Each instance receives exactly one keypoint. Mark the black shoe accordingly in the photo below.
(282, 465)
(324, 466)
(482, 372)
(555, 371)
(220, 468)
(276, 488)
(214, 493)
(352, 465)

- Activity
Go through the records and copy each one exactly.

- Answer area
Each instance receives exactly one keypoint. Mark the black shoe accordingly in the photo below.
(282, 465)
(324, 466)
(482, 372)
(555, 371)
(220, 468)
(276, 488)
(214, 493)
(352, 465)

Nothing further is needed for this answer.